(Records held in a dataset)
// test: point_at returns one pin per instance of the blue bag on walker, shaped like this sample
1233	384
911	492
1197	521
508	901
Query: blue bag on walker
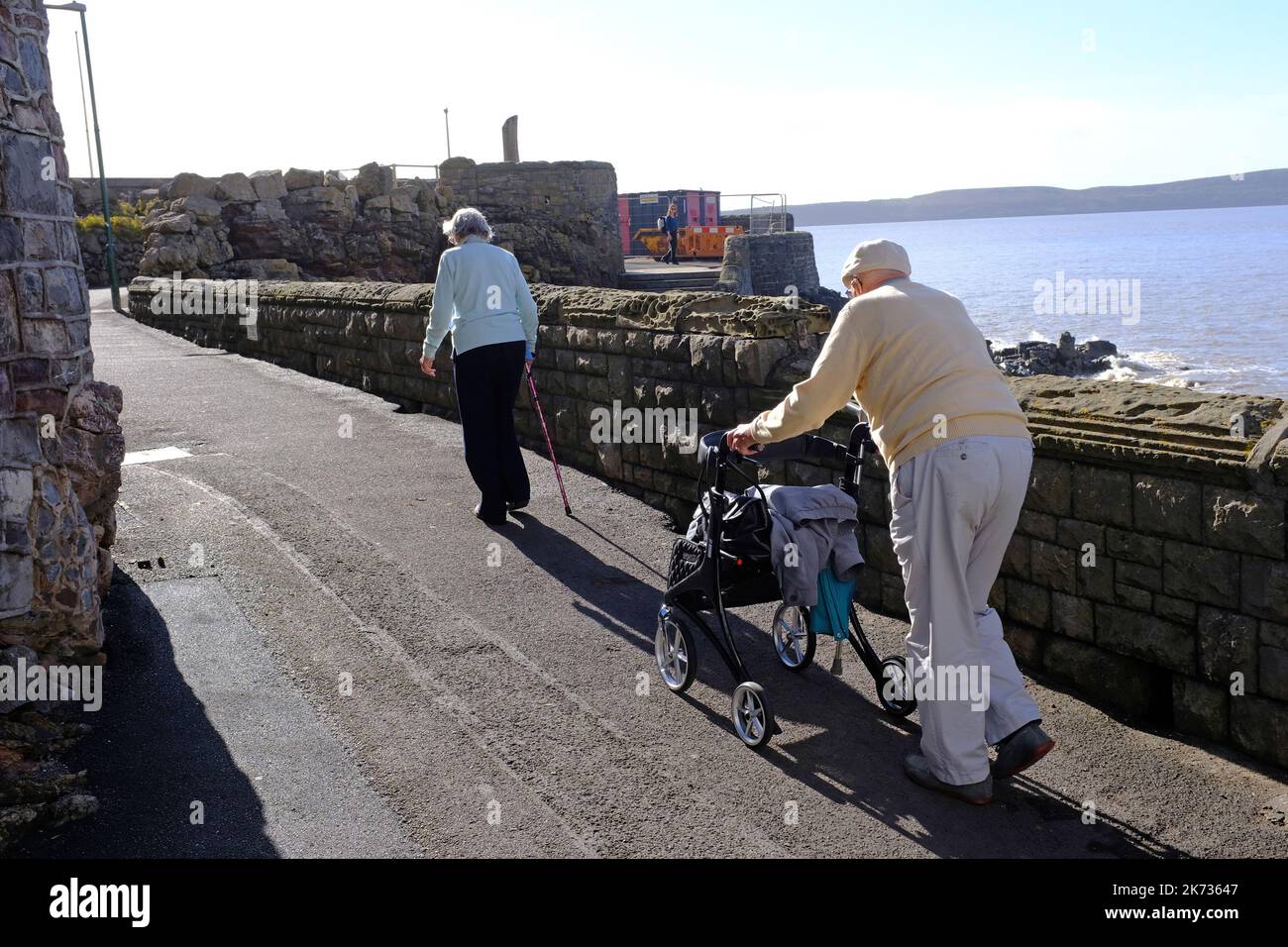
832	612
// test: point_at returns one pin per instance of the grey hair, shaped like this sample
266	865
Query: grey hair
468	222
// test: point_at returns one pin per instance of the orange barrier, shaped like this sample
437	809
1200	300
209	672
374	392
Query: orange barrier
696	243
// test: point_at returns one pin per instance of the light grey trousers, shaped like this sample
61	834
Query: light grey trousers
954	509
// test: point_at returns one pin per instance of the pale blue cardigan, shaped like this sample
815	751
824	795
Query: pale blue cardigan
482	299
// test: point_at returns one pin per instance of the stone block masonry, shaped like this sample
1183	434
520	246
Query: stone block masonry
60	445
559	218
1149	570
774	264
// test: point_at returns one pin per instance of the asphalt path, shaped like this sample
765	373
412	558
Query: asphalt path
310	635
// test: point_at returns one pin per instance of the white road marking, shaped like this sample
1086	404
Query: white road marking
155	455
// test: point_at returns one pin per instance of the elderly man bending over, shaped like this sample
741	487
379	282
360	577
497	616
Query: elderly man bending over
958	454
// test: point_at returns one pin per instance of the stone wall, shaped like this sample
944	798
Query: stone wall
771	264
301	224
1181	496
93	245
89	195
60	445
559	218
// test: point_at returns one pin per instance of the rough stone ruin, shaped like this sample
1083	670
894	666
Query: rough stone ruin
559	218
296	226
60	445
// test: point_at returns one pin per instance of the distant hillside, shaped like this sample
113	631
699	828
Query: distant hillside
1256	188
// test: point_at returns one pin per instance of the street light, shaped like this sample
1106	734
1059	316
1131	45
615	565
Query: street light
98	145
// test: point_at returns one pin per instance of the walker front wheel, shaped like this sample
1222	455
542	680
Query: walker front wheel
752	720
673	647
794	639
894	686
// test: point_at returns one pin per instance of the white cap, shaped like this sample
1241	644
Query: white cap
875	254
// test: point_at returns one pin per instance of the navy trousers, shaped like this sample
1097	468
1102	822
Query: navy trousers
487	381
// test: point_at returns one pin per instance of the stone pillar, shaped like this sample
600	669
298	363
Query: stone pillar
60	447
510	140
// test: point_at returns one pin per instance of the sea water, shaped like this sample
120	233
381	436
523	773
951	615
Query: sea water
1192	298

# Written instruction
Please rewrite everything from the line containing "light, shaped like this sample" down to the end of the material, adding -5 to each coordinate in the answer points and leaving every other line unchanged.

# Expected output
// test: point_at returns one pin per instance of the street light, shaped like this sample
1106	734
1059	316
1131	45
615	565
Query: street light
93	140
// test: point_at returns one pin per instance of the walker front wheel, shaped like this sample
1222	455
542	680
Query: walker front wheel
747	715
668	642
789	634
889	681
// test: point_at returns one pin per instance of the white cap, shaped like this sample
1241	644
Query: white cap
870	249
// test: point_at returns one pin per instance of the navy trousers, shaped like this sample
1097	468
1102	822
Query: navy trousers
482	376
// test: point_at returns one pin per instance of the stone pillar, shaped like this sample
600	669
298	363
Query: stone pillar
55	442
505	135
// test: point_at returns one pin per instance of the sea water, shaped like this sample
120	233
381	436
523	773
951	615
Query: sea water
1187	293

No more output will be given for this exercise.